THE EXERCISE: Would it be possible to quote, exactly and in full, the lines from the one with "of the gutter" through the end of the entries below?

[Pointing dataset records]
□ □ □ □ □ □ □

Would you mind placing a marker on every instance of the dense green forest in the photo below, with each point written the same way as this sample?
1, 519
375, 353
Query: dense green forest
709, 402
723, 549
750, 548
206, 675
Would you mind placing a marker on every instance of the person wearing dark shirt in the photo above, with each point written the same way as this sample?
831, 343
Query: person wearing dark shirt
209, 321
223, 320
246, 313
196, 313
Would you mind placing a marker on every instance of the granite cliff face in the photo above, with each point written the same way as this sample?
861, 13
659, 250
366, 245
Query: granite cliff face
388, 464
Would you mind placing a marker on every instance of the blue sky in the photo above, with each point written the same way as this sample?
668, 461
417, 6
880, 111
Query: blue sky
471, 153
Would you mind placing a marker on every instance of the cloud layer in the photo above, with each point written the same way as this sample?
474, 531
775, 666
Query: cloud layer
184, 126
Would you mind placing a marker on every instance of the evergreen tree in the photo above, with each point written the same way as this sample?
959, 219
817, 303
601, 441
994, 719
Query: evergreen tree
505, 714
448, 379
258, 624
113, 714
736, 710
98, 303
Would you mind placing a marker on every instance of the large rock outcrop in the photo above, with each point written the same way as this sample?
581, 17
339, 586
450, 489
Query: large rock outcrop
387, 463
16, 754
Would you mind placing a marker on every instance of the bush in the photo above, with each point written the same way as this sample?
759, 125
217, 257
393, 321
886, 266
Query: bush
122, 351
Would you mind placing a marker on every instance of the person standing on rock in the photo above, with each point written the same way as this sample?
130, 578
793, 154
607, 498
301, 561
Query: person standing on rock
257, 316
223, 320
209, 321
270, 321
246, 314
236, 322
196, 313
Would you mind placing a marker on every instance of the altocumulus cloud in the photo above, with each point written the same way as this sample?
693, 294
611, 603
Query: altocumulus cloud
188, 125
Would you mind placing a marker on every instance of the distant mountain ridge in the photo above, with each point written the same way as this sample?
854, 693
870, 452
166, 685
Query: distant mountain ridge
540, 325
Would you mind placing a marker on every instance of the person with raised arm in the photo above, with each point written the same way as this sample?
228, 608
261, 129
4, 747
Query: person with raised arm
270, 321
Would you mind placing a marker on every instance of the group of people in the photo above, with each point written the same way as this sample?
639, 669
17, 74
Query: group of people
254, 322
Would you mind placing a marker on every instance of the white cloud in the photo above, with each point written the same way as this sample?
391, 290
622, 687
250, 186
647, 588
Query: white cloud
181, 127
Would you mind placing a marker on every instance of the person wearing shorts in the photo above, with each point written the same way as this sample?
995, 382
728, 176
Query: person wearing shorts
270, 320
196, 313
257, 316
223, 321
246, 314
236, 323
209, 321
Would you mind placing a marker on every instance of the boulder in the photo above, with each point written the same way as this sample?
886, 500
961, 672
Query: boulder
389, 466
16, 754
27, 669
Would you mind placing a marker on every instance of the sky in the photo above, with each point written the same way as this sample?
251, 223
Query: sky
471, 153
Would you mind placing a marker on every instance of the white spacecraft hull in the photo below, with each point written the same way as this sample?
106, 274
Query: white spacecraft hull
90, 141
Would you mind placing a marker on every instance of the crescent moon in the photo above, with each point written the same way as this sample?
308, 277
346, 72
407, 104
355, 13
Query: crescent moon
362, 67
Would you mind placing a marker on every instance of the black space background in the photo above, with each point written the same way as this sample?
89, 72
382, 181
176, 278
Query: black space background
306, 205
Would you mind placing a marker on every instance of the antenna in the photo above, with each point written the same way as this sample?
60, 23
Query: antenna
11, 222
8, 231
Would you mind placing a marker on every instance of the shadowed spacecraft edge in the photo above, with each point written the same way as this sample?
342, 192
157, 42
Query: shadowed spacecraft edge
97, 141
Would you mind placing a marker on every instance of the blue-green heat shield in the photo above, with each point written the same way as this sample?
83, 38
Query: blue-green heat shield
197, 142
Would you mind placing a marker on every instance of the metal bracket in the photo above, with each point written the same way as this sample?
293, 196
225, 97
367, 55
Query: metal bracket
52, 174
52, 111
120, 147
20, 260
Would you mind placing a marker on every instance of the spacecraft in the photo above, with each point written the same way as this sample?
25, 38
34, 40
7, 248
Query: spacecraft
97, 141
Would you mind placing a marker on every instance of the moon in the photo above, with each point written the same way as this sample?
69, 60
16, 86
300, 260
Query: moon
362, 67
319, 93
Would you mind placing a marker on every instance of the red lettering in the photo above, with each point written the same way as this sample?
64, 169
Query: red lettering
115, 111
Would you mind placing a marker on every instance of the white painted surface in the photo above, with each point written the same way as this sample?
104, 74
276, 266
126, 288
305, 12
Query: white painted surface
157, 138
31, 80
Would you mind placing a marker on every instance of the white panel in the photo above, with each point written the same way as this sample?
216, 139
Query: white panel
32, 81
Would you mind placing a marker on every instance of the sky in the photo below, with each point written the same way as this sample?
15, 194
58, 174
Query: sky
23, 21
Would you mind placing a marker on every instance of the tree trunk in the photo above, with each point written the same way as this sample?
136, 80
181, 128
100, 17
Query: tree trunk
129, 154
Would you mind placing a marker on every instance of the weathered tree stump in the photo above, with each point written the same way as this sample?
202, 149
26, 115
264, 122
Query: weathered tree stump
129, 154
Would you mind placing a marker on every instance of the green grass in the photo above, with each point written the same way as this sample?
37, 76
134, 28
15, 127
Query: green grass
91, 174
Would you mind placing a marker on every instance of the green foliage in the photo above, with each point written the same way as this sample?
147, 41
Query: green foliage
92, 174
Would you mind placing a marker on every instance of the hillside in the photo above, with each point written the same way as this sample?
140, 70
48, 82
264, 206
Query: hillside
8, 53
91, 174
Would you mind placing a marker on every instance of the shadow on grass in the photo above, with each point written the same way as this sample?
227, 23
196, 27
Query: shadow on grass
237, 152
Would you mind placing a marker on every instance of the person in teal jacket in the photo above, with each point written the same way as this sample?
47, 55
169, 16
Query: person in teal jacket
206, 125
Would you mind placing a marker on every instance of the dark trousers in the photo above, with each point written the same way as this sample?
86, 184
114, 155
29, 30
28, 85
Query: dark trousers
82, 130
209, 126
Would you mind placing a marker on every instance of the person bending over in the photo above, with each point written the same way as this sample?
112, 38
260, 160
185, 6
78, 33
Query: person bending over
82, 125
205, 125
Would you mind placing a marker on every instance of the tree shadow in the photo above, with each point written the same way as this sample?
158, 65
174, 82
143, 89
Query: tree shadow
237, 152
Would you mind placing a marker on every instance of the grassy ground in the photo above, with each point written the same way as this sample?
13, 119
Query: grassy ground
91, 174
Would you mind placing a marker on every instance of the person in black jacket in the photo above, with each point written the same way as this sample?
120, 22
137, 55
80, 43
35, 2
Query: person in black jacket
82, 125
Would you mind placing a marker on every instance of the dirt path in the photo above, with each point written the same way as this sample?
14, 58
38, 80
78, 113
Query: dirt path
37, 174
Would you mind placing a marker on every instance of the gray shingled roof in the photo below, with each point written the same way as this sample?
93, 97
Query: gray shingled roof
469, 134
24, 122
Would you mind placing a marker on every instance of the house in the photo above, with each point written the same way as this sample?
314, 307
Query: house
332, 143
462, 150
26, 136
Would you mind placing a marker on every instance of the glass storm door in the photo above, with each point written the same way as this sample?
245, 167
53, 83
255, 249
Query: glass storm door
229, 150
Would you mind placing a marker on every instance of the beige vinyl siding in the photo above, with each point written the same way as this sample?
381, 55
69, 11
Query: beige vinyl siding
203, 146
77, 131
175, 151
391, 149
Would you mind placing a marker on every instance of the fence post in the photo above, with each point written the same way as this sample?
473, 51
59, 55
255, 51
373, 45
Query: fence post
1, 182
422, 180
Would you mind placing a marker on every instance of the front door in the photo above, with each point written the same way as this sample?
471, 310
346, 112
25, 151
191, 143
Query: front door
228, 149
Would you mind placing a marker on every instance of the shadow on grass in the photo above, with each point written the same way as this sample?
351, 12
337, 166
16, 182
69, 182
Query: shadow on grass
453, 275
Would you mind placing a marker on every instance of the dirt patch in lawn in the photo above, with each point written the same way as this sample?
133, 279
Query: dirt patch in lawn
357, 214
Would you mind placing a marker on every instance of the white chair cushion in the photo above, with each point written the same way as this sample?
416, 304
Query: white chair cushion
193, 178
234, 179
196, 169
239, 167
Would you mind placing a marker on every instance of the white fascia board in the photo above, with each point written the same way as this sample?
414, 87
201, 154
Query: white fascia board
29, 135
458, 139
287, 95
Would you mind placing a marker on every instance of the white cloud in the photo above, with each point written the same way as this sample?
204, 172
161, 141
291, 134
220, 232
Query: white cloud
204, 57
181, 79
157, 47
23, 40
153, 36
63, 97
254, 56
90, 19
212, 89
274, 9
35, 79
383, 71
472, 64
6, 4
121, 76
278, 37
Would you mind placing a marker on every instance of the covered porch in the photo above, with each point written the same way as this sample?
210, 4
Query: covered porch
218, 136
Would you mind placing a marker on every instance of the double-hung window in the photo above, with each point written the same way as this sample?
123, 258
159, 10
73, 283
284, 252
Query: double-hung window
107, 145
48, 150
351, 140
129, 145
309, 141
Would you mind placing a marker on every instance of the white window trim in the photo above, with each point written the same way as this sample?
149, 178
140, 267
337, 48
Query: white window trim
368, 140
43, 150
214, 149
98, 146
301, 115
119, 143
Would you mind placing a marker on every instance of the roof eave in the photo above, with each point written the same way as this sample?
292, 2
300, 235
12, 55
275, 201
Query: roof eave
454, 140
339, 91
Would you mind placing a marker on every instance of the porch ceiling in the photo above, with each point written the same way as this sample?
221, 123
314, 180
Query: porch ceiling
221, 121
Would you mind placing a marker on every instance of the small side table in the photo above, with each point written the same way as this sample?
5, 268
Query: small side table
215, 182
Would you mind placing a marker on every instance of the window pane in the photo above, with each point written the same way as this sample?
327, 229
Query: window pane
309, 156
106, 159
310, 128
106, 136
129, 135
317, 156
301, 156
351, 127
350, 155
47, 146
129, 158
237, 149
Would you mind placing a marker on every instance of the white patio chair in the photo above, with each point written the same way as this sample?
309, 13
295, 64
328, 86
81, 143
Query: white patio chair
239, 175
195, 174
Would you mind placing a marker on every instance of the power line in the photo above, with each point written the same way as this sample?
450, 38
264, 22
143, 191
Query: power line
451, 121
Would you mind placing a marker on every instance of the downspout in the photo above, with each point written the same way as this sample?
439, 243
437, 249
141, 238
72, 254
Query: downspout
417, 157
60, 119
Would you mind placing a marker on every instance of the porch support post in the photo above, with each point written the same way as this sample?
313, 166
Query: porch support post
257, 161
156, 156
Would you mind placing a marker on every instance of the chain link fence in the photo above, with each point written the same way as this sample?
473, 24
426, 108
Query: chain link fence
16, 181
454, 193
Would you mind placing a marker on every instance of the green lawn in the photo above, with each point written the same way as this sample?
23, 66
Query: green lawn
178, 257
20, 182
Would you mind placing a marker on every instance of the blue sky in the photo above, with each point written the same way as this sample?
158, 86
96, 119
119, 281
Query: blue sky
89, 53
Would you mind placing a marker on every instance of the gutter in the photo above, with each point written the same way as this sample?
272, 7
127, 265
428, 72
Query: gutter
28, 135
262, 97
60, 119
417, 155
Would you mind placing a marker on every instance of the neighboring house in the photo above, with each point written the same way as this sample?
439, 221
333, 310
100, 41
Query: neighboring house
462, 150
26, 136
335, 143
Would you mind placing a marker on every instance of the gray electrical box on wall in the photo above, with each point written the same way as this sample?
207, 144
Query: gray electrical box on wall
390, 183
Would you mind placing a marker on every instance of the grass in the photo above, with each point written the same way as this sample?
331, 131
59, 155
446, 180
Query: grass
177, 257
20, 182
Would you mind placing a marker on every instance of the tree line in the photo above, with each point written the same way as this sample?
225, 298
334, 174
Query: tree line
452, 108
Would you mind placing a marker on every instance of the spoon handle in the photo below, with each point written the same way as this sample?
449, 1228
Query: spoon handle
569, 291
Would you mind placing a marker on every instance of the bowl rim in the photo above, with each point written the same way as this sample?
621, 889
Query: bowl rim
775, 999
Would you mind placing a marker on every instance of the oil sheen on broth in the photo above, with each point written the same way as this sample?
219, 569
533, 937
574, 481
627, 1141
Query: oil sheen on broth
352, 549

□ □ □ □ □ □ □

EXERCISE RESPONSE:
Would you mind placing a marker on every instance of the gutter in the photo above, with each point written the same way as this sample?
272, 7
127, 265
428, 72
Query: gutter
28, 135
262, 97
60, 119
417, 155
Would you mind placing a marker on every instance of the neighboring house in the photo above, with each point written the same way as this sample?
439, 221
333, 310
100, 41
Query: neighboring house
462, 150
26, 136
335, 143
Would you mind placing a marker on every instance of the gray electrical box on wall in the photo above, with each point written the same way as this sample?
207, 144
Query: gray electrical box on wall
390, 183
Would you mind placing a marker on every instance of the grass in the photo above, with each point written the same way as this sample?
331, 131
59, 155
446, 180
Query: grass
177, 257
20, 182
Would you mind placing a marker on every instance of the tree line in the photo above, with each point written the same way as this sample?
225, 298
334, 174
Query: tree line
452, 108
Would you mind placing a marker on every instance of the spoon handle in the photo below, with each point written the same way as this sample?
449, 1228
Query: spoon handle
569, 291
Would you mind placing a marker on every instance of the bowl rim in the photo above, with each point written the same way as this sample?
621, 889
Query: bowl rim
775, 999
Would you mind placing a marker on every instance of the oil sheen on broth in the photo above, with each point written the same way as this sample?
219, 569
533, 937
574, 481
627, 1141
Query: oil sheen on broth
352, 549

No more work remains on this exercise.